§ **WHAT TO DO**: Convert everything in the data below, from the line containing "it for ornate" down to the line containing "[0,588,14,654]", into a Markdown table with the columns Row and Entry. Number each line in Row, place the line itself in Entry, and omit blank lines.

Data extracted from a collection
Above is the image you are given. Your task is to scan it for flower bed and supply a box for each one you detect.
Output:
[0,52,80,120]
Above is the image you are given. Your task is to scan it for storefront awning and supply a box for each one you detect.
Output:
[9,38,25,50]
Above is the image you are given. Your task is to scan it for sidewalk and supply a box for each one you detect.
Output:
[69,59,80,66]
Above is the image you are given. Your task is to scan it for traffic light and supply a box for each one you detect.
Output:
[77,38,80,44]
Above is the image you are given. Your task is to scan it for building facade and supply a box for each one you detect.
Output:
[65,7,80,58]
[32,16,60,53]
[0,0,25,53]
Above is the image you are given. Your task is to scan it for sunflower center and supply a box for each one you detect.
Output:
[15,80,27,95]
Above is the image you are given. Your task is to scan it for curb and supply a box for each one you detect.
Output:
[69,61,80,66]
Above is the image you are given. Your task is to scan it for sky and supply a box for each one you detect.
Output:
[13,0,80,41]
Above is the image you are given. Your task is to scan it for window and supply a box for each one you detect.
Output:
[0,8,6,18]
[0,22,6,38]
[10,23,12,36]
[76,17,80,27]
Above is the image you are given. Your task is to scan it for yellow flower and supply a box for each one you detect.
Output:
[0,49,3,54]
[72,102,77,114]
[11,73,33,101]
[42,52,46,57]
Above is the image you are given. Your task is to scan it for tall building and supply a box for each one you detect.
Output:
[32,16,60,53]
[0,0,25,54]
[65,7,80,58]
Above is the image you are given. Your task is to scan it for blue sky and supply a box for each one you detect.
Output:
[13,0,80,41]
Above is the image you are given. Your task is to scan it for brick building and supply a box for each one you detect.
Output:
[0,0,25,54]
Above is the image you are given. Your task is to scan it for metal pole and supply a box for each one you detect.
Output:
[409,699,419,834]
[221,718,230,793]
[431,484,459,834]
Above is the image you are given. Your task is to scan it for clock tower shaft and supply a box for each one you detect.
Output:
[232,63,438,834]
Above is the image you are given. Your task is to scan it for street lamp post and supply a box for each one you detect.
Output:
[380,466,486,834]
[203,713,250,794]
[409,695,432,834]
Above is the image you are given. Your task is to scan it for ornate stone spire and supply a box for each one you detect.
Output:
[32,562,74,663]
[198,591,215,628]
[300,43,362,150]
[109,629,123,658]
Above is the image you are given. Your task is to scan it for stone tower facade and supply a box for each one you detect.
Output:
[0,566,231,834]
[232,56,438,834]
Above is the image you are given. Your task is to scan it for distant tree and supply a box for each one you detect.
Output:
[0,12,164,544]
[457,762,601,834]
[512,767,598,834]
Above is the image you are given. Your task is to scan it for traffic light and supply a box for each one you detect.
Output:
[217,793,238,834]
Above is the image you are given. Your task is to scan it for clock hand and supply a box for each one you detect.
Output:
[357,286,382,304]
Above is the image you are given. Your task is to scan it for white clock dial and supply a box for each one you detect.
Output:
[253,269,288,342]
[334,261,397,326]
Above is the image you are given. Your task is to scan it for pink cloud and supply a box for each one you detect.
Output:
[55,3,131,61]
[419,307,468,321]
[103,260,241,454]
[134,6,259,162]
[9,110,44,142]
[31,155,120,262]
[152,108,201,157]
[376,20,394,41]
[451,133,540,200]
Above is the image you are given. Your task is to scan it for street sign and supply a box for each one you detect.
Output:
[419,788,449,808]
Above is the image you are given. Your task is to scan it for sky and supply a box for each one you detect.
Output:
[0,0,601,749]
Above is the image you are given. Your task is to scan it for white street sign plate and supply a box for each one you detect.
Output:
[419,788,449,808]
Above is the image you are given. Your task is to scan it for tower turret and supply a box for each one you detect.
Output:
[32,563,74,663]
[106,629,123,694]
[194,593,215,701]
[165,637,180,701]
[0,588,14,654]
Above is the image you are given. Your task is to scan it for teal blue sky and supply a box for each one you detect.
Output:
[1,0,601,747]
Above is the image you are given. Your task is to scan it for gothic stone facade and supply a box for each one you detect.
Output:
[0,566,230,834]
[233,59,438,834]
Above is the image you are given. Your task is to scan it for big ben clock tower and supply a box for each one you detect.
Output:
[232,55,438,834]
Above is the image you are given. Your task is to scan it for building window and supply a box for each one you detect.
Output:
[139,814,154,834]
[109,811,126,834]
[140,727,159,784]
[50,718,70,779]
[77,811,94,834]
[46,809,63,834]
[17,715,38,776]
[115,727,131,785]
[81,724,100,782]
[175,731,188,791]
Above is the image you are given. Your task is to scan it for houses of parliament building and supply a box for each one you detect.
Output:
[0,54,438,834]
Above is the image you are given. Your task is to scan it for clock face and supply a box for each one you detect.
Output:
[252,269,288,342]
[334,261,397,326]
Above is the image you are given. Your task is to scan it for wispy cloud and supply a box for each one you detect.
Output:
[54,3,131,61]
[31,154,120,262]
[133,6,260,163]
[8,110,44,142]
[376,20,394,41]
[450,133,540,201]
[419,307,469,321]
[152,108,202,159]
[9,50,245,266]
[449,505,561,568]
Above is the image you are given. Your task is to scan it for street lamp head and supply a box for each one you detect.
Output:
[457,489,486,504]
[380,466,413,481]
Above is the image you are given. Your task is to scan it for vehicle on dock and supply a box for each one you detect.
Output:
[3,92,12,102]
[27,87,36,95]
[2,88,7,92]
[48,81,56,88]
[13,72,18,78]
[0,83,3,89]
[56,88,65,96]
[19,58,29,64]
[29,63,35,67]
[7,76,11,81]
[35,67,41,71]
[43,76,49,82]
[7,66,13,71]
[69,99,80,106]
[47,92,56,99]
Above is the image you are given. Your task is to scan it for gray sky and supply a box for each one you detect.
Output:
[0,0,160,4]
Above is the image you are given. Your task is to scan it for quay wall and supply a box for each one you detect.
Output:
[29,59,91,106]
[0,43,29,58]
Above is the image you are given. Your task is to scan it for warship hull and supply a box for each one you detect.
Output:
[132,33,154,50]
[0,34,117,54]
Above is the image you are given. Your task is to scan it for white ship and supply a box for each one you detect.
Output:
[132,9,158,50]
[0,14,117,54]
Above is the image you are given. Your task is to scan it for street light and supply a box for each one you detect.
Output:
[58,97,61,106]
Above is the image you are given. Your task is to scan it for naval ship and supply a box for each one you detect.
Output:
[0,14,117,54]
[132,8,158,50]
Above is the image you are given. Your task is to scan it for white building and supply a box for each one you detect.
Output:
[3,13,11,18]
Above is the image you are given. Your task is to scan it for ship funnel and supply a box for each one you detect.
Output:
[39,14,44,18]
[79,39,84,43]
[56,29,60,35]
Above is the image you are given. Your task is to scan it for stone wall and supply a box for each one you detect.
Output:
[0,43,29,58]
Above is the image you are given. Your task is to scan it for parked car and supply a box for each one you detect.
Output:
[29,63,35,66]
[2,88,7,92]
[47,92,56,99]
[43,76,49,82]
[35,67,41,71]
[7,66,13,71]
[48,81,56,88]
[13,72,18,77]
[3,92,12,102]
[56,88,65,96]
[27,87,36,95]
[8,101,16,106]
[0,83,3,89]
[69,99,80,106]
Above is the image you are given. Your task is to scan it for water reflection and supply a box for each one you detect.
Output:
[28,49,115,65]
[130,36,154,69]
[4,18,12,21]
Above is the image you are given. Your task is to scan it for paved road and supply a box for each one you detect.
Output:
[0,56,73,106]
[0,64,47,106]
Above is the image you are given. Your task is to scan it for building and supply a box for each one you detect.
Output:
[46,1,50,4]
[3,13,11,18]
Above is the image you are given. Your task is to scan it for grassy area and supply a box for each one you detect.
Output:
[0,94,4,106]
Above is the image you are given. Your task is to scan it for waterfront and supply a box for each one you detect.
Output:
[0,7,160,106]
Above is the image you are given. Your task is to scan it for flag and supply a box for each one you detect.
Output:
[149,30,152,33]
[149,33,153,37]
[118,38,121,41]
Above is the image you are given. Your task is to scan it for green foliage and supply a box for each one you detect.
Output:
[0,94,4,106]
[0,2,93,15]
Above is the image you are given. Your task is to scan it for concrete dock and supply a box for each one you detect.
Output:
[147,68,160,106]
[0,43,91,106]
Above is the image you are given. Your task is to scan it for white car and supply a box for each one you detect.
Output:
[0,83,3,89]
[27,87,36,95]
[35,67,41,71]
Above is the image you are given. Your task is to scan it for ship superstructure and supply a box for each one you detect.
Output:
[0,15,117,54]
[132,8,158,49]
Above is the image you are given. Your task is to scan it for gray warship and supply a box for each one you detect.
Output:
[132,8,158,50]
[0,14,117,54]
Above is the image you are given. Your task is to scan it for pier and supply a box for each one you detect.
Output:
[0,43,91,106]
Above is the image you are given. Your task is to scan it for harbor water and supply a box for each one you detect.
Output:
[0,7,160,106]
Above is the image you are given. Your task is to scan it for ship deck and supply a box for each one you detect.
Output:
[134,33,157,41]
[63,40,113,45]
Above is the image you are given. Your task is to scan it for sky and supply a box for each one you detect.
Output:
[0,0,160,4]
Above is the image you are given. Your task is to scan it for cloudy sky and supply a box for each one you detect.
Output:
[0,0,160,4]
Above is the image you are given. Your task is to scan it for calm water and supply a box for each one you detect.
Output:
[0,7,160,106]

§ **RESULT FOR THIS TASK**:
| Row | Entry |
|---|---|
| 1 | Above is the image you are given. Your task is to scan it for ornate stone spire and supply a box for each one you detect. |
| 2 | Output: |
| 3 | [32,562,74,663] |
| 4 | [198,591,215,628] |
| 5 | [300,43,362,150] |
| 6 | [109,629,123,658] |
| 7 | Above is the image you are given. Your task is to scan it for stone tower facade and supply a box for each one you detect. |
| 8 | Output: |
| 9 | [0,566,231,834] |
| 10 | [232,56,438,834] |
| 11 | Above is the image you are given. Your task is to scan it for distant tree and supply a box for each one you detect. |
| 12 | Output: |
| 13 | [0,12,164,544] |
| 14 | [457,762,601,834] |
| 15 | [512,767,598,834] |
| 16 | Above is the image you are given. Your task is to scan it for traffic light and supply a box for each one you detect. |
| 17 | Output: |
| 18 | [217,793,238,834] |
| 19 | Above is the image you are given. Your task is to scan it for clock hand and supply a box for each one you detect. |
| 20 | Output: |
| 21 | [357,286,382,304] |
| 22 | Above is the image you are given. Your task is to scan it for white clock dial and supply a box for each one you detect. |
| 23 | Output: |
| 24 | [253,269,288,342] |
| 25 | [334,261,397,326] |
| 26 | Above is the image you are given. Your task is to scan it for pink cloud and supply a box for each one you detect. |
| 27 | Output: |
| 28 | [55,3,131,61] |
| 29 | [419,307,468,321] |
| 30 | [103,260,241,454] |
| 31 | [134,6,259,162] |
| 32 | [9,110,44,142] |
| 33 | [31,155,120,262] |
| 34 | [152,108,201,157] |
| 35 | [376,20,394,41] |
| 36 | [451,133,540,200] |
| 37 | Above is the image you are given. Your task is to scan it for street sign and supply a box for each one you detect. |
| 38 | Output: |
| 39 | [419,788,449,808] |
| 40 | Above is the image you are given. Your task is to scan it for sky and supply a box for each one you detect. |
| 41 | Output: |
| 42 | [0,0,601,749] |
| 43 | Above is the image you are given. Your task is to scan it for white street sign plate and supply a box for each one you detect. |
| 44 | Output: |
| 45 | [419,788,449,808] |
| 46 | Above is the image you are given. Your task is to scan it for tower turret and supply a box for each one you detect. |
| 47 | Output: |
| 48 | [32,563,74,663] |
| 49 | [106,629,123,694] |
| 50 | [194,593,215,701] |
| 51 | [165,637,180,701] |
| 52 | [0,588,14,654] |